TASK INSTRUCTIONS | Write out exactly the lines running from the line that includes "One point per instance, written like point(146, 82)" to the end of the data, both ends included, and nothing besides.
┄┄┄┄┄┄
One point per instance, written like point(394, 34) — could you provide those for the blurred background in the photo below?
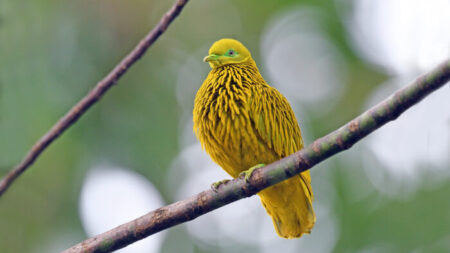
point(135, 150)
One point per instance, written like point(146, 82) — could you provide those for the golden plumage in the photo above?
point(241, 121)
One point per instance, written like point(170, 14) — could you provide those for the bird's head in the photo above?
point(227, 51)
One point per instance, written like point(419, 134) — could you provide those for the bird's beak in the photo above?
point(211, 57)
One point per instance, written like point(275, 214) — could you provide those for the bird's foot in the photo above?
point(215, 186)
point(248, 173)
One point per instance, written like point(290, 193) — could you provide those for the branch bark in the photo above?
point(92, 97)
point(321, 149)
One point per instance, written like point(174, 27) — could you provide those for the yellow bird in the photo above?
point(243, 123)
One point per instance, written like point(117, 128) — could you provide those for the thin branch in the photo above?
point(93, 96)
point(321, 149)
┄┄┄┄┄┄
THE ANSWER |
One point per instance, written like point(146, 82) — could you provide those for the golden plumage in the photo above?
point(241, 121)
One point per instance, written like point(170, 14) — could you provide those for the bird's head in the photo above?
point(227, 51)
One point per instance, written like point(419, 134) — could you provide those for the bird's beak in the photo above?
point(211, 57)
One point per instance, written like point(275, 214) — could you provide those for the bird's foot in the photo above?
point(215, 186)
point(248, 173)
One point per instance, written like point(290, 193) — could you provide those for the branch bark in the photo above?
point(92, 97)
point(321, 149)
One point per instance, written like point(174, 27) — could you provide those for the yellow bird in the photo above?
point(243, 123)
One point per instance, written like point(117, 128) — could you provide those for the thin branch in the photo above?
point(93, 96)
point(321, 149)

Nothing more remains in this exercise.